▸ **Kullanılacak kayıtlar**
◆ ◆ ◆

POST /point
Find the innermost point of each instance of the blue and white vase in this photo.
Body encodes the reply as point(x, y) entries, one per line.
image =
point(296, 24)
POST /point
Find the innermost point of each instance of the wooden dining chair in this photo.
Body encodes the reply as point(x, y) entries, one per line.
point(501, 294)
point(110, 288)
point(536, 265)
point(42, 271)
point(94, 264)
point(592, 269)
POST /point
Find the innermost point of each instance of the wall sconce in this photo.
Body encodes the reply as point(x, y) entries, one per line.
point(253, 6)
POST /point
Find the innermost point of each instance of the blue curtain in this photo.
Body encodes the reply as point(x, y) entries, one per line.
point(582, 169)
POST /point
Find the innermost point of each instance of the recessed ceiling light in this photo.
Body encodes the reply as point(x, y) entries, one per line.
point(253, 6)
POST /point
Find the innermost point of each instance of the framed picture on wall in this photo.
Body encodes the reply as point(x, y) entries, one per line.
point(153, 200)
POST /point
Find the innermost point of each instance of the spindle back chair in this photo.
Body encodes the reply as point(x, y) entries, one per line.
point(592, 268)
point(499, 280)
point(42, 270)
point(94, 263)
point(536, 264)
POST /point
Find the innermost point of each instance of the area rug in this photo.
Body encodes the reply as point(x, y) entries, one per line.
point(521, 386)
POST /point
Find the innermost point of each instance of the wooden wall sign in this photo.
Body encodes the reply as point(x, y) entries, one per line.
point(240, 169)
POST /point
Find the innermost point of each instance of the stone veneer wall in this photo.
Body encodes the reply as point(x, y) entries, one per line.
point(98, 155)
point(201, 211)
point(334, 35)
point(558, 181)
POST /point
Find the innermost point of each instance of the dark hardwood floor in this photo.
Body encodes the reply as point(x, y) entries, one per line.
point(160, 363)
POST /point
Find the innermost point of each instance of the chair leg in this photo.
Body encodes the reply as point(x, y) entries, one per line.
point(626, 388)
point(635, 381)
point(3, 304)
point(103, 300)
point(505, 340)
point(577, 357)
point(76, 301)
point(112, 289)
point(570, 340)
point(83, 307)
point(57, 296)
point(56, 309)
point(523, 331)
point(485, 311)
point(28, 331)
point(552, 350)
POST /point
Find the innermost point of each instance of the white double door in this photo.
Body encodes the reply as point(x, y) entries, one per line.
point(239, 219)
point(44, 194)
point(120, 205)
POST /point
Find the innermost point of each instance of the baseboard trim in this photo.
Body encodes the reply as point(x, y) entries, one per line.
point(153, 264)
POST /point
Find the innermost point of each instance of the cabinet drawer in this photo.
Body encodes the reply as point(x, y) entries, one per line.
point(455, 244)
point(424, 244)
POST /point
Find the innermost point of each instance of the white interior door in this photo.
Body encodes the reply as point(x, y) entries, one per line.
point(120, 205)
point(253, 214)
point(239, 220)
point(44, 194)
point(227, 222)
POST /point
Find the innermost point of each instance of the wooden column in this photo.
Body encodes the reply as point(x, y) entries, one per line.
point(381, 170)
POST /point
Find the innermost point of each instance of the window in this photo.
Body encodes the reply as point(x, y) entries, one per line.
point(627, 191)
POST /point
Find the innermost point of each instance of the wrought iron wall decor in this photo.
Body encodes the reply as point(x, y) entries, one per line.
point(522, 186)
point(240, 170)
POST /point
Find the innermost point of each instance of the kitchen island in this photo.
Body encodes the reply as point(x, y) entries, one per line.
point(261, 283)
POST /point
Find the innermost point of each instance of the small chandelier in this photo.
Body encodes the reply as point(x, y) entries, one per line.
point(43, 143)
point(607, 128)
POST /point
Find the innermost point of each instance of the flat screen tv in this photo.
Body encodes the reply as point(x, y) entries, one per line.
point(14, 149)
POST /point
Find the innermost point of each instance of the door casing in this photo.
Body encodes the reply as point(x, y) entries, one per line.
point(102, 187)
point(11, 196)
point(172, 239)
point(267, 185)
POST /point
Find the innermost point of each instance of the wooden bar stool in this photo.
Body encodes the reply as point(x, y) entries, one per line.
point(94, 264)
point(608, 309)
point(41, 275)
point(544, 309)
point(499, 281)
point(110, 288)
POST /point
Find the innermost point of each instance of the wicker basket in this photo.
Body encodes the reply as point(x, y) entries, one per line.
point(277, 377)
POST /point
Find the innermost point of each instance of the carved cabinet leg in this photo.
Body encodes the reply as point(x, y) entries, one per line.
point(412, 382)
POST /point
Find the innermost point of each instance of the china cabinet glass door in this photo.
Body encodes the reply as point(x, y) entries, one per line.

◆ ◆ ◆

Lütfen yukarıdaki kayıtların tüm satırlarını baştan sona, hiçbir harfini değiştirmeden yeniden yazın.

POST /point
Find the innermost point of each instance of the blue and white vase in this photo.
Body encodes the reply as point(x, y) entries, one per line.
image =
point(296, 24)
POST /point
Find the innermost point of each instance of the wooden dining chair in this photo.
Body encodes the reply as point(x, y) entries, one per line.
point(501, 294)
point(110, 288)
point(536, 265)
point(42, 271)
point(94, 264)
point(592, 269)
POST /point
Find the innermost point of each instance of the wall sconce in this photo.
Body encodes the reply as point(x, y) entries, one per line.
point(253, 6)
POST /point
Find the innermost point of each instance of the blue curtain in this photo.
Body encodes the reply as point(x, y) entries, one per line.
point(582, 169)
POST /point
Find the innermost point of each instance of the recessed ceiling light in this photo.
Body encodes the reply as point(x, y) entries, one per line.
point(253, 6)
POST /point
Find the innermost point of each instance of the framed picture on wall in this photo.
Body encodes the reply as point(x, y) entries, one per line.
point(153, 200)
POST /point
Find the innermost point of each instance of the spindle back chair in this photo.
Body encodes the reply as point(x, y) entries, one per line.
point(592, 268)
point(499, 280)
point(42, 270)
point(94, 263)
point(536, 264)
POST /point
Find the innermost point of each instance of the area rug in this photo.
Body encodes the reply as point(x, y) entries, one per line.
point(521, 386)
POST /point
Find the innermost point of each instance of the wooden wall sign in this photo.
Body encodes the reply as point(x, y) entries, one per line.
point(240, 169)
POST /point
Find the innermost point of each instance of the stone veneer wall in this photo.
Body encodes the reply as point(x, y) entries, one per line.
point(98, 155)
point(201, 211)
point(334, 35)
point(558, 181)
POST /point
Find the innermost point of each instance of the dark hardwood floor in this photo.
Body encodes the reply as point(x, y) entries, one per line.
point(160, 363)
POST /point
Find the innermost point of each instance of the chair leg in this photo.
Body encodes the reply as point(x, y) entries, one per line.
point(626, 388)
point(635, 381)
point(3, 304)
point(103, 300)
point(505, 340)
point(577, 357)
point(76, 301)
point(112, 289)
point(570, 340)
point(83, 307)
point(57, 296)
point(56, 309)
point(523, 331)
point(485, 311)
point(28, 331)
point(552, 350)
POST /point
Find the innermost point of each instance of the white double door in this photo.
Body encodes the reply as point(x, y) entries, one per line.
point(239, 219)
point(44, 194)
point(120, 205)
POST /point
Find the innermost point of each instance of the baseboard trim in this photo.
Body encodes the reply as point(x, y) entries, one per line.
point(153, 264)
POST /point
Find the innermost point of each instance of the cabinet drawer in this photo.
Body encodes the reply as point(x, y) entries, one per line.
point(455, 244)
point(424, 244)
POST /point
Find the innermost point of each instance of the white interior door in this photo.
Body encodes the reply as point(x, y) entries, one per line.
point(120, 205)
point(253, 214)
point(239, 220)
point(44, 194)
point(227, 222)
POST /point
Find the innermost point of each instance of the wooden column in this photo.
Body encodes the reply as point(x, y) entries, one per line.
point(381, 170)
POST /point
Find the innermost point of each instance of the window in this photo.
Body encodes the reply as point(x, y) entries, one per line.
point(627, 191)
POST /point
Find the innermost point of each instance of the wrought iron wall decor in this photo.
Body encodes the reply as point(x, y) entries, one per line.
point(522, 186)
point(240, 170)
POST /point
Find the innermost point of each instance of the kitchen island in this photo.
Body encodes the reply as point(x, y) entries, one per line.
point(261, 283)
POST /point
Find the innermost point of each instance of the small chandelier in this photo.
Body encodes the reply as point(x, y) entries, one per line.
point(43, 143)
point(607, 128)
POST /point
Find the innermost point of each instance of the flat screen tv in this photo.
Body encodes the reply as point(x, y) entries, one per line.
point(14, 149)
POST /point
Find the innermost point of each instance of the door casing in this photo.
Body encodes the reply as point(x, y) entries, one per line.
point(102, 187)
point(11, 196)
point(172, 239)
point(267, 185)
POST /point
Find the innermost point of each instance of the wooden bar stool in this photo.
Body encodes the reply as point(x, y) entries, one per line.
point(94, 264)
point(608, 309)
point(41, 275)
point(544, 309)
point(499, 281)
point(110, 288)
POST /point
Find the innermost point of each instance of the wicker basket in this photo.
Body encodes the reply as point(x, y) entries, one per line.
point(277, 377)
POST /point
Find the innermost point of each instance of the carved cabinet leg in this photo.
Body encodes the reply as point(x, y) entries, one per line.
point(412, 382)
POST /point
Find the innermost point of each instance of the china cabinet glass door in this photo.
Body encodes the reply as point(x, y) entries, one per line.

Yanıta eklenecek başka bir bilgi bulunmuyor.